* TASK GOAL
Look through the records below for the line with "hand in this photo.". Return that line and each one after it up to and including the line with "hood in this photo.", exactly.

[MATERIAL PROVIDED Boundary: Start]

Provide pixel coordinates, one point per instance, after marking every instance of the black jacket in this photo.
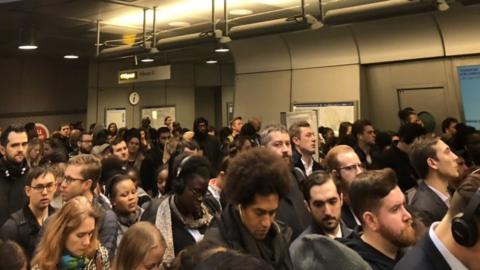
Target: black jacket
(211, 149)
(12, 188)
(429, 206)
(376, 259)
(227, 229)
(292, 210)
(23, 228)
(398, 160)
(423, 256)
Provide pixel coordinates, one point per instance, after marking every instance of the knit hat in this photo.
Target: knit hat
(97, 150)
(315, 251)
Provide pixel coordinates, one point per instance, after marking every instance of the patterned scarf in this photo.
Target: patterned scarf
(70, 262)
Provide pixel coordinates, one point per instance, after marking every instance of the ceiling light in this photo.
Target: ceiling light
(442, 5)
(222, 50)
(71, 56)
(27, 39)
(27, 47)
(147, 60)
(179, 24)
(240, 12)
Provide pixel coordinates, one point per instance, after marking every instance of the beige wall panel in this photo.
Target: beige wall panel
(460, 30)
(398, 39)
(320, 48)
(327, 84)
(268, 53)
(263, 95)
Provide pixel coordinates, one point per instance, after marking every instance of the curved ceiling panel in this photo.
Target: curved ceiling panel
(397, 39)
(321, 48)
(267, 53)
(460, 30)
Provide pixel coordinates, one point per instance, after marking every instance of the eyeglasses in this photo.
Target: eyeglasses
(40, 188)
(197, 193)
(353, 167)
(68, 180)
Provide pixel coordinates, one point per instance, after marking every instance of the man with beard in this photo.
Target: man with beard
(344, 164)
(453, 242)
(153, 160)
(324, 200)
(304, 142)
(291, 209)
(437, 165)
(387, 226)
(120, 151)
(255, 183)
(24, 225)
(13, 169)
(84, 144)
(208, 143)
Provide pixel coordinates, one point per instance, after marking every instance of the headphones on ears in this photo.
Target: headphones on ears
(178, 184)
(464, 227)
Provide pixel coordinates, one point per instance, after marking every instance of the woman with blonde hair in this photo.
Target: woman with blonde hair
(142, 247)
(70, 240)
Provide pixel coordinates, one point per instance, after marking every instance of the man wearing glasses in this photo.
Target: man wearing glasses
(13, 168)
(344, 164)
(81, 178)
(24, 225)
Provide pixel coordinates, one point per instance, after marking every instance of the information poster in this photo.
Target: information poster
(331, 114)
(469, 77)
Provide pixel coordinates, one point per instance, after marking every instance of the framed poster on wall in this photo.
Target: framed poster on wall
(117, 116)
(229, 112)
(157, 114)
(331, 114)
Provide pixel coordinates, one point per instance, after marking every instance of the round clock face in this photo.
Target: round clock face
(134, 98)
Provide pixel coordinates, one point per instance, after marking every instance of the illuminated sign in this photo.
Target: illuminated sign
(144, 74)
(125, 76)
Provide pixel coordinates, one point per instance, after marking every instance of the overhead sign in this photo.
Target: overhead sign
(42, 131)
(144, 74)
(469, 84)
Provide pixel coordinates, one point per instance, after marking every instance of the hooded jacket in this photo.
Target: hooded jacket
(230, 231)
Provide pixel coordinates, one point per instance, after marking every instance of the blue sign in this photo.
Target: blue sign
(469, 77)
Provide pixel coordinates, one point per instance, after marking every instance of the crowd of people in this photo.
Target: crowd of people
(241, 197)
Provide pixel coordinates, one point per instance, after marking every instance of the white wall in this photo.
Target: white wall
(40, 89)
(365, 62)
(178, 91)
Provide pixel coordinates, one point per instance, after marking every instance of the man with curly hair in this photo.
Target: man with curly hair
(255, 183)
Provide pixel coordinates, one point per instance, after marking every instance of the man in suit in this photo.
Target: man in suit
(291, 209)
(448, 244)
(437, 165)
(304, 144)
(387, 225)
(344, 164)
(323, 199)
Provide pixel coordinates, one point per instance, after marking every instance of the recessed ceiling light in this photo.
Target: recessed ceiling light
(220, 50)
(71, 56)
(27, 47)
(211, 61)
(179, 24)
(240, 12)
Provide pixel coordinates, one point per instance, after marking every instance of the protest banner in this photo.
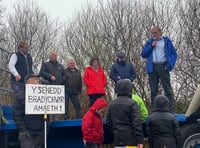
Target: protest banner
(44, 99)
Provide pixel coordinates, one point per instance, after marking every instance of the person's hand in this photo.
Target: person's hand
(17, 77)
(53, 78)
(84, 142)
(140, 146)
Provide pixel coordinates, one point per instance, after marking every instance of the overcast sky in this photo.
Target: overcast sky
(62, 9)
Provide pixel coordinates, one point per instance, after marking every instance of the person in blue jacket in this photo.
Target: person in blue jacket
(161, 57)
(122, 69)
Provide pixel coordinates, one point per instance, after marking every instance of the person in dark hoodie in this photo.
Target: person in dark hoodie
(30, 127)
(53, 72)
(123, 117)
(162, 127)
(92, 124)
(122, 69)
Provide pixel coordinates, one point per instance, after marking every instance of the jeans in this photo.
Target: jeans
(75, 101)
(31, 139)
(161, 73)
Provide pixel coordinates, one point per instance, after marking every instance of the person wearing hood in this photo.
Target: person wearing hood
(95, 80)
(122, 69)
(163, 129)
(92, 124)
(123, 117)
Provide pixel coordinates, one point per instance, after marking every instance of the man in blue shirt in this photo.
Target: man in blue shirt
(161, 58)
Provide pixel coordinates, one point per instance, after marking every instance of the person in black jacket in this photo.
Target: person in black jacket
(30, 127)
(162, 127)
(124, 117)
(52, 70)
(73, 88)
(54, 73)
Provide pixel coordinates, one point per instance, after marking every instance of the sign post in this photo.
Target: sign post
(44, 99)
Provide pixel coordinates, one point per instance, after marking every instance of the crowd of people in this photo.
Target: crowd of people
(125, 114)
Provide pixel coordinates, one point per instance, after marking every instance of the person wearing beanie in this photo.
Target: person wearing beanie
(122, 69)
(124, 117)
(92, 124)
(163, 129)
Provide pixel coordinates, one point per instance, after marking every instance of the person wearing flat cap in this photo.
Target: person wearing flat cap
(30, 127)
(122, 69)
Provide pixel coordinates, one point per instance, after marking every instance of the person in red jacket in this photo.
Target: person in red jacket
(92, 124)
(95, 80)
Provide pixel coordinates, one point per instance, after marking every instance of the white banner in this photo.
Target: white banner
(44, 99)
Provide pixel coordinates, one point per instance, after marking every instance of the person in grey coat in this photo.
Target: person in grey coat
(73, 88)
(162, 127)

[MATERIAL PROVIDED Boundary: End]

* TASK ANSWER
Provide pixel coordinates, one point per instance, after marking every instance of the person's hand in this photo.
Target: person's hand
(17, 77)
(53, 78)
(84, 142)
(140, 146)
Provide pixel coordinates, one point per instance, after marking every instance of the overcast sky in this photo.
Target: overcast sky
(62, 9)
Provide pixel coordinates, one point per instance, after marking every instance of the person in blue jacket in this photo.
Target: person in blue jacket
(161, 57)
(122, 69)
Provide pixel coordinates, one point per instance, after marking every instance of the person in dark hoodie in this photo.
Target: person in dark hoodie
(30, 127)
(53, 72)
(123, 117)
(162, 127)
(92, 124)
(122, 69)
Provide pixel coordinates, one point per instance, after marking every instance of the jeans in this photo.
Target: jeans
(75, 101)
(31, 139)
(161, 73)
Provide pixel coordinates, one point per instance, after marking every instance of the person wearing hood in this photo.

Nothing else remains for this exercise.